### Objective
List all lines in the data below that contain the word "every".

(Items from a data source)
++++++
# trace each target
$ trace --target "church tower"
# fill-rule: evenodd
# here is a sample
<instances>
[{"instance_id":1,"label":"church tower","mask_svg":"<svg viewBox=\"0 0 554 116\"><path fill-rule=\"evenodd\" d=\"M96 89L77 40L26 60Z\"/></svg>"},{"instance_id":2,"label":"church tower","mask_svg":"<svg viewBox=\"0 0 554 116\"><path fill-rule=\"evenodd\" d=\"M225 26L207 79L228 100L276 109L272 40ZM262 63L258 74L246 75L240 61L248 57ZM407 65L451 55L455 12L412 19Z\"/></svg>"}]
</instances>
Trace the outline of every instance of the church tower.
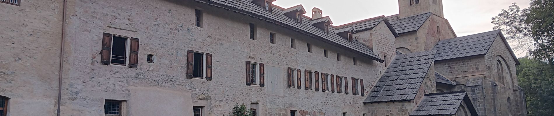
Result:
<instances>
[{"instance_id":1,"label":"church tower","mask_svg":"<svg viewBox=\"0 0 554 116\"><path fill-rule=\"evenodd\" d=\"M443 0L398 0L401 18L431 12L444 18Z\"/></svg>"}]
</instances>

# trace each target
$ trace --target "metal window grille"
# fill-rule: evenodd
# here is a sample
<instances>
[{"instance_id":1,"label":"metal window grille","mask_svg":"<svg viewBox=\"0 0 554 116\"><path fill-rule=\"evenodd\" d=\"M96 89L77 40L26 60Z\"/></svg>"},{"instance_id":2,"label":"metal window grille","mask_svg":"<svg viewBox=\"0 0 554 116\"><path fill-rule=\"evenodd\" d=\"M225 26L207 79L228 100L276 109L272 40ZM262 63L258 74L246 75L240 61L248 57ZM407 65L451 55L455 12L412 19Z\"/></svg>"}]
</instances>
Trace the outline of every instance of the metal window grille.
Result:
<instances>
[{"instance_id":1,"label":"metal window grille","mask_svg":"<svg viewBox=\"0 0 554 116\"><path fill-rule=\"evenodd\" d=\"M104 114L106 116L121 115L121 101L106 100L104 103Z\"/></svg>"}]
</instances>

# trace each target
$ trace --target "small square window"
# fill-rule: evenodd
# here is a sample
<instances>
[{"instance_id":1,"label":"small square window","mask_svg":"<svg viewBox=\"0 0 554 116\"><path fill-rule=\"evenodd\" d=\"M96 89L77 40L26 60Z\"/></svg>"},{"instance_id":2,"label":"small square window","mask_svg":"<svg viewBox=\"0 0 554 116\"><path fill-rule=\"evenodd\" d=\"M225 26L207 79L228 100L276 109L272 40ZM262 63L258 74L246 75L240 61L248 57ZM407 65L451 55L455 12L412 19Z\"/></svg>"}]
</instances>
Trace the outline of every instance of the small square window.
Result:
<instances>
[{"instance_id":1,"label":"small square window","mask_svg":"<svg viewBox=\"0 0 554 116\"><path fill-rule=\"evenodd\" d=\"M154 63L154 55L148 54L146 56L146 62Z\"/></svg>"},{"instance_id":2,"label":"small square window","mask_svg":"<svg viewBox=\"0 0 554 116\"><path fill-rule=\"evenodd\" d=\"M199 106L193 106L192 107L192 113L194 116L202 116L202 109L204 107Z\"/></svg>"}]
</instances>

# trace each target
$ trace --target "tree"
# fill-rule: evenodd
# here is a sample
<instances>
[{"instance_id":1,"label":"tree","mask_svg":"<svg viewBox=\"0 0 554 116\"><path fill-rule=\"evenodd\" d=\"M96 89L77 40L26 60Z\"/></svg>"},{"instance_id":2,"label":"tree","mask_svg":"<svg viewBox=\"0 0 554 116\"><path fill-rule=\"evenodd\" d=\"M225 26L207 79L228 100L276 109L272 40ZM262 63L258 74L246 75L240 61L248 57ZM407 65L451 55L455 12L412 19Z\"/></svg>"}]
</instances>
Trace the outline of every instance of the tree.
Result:
<instances>
[{"instance_id":1,"label":"tree","mask_svg":"<svg viewBox=\"0 0 554 116\"><path fill-rule=\"evenodd\" d=\"M239 105L235 104L235 107L233 108L233 112L229 114L230 116L253 116L254 114L246 108L246 105L243 103Z\"/></svg>"},{"instance_id":2,"label":"tree","mask_svg":"<svg viewBox=\"0 0 554 116\"><path fill-rule=\"evenodd\" d=\"M529 116L554 114L554 72L545 62L527 57L519 58L517 80L525 92Z\"/></svg>"},{"instance_id":3,"label":"tree","mask_svg":"<svg viewBox=\"0 0 554 116\"><path fill-rule=\"evenodd\" d=\"M515 3L493 18L494 29L501 29L514 49L529 51L530 56L554 68L554 1L531 0L529 8Z\"/></svg>"}]
</instances>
++++++
### Answer to this problem
Trace the outline of every instance of the church tower.
Trace the outline of every instance of the metal window grille.
Trace the outline of every instance of the small square window.
Trace the outline of every instance of the tree.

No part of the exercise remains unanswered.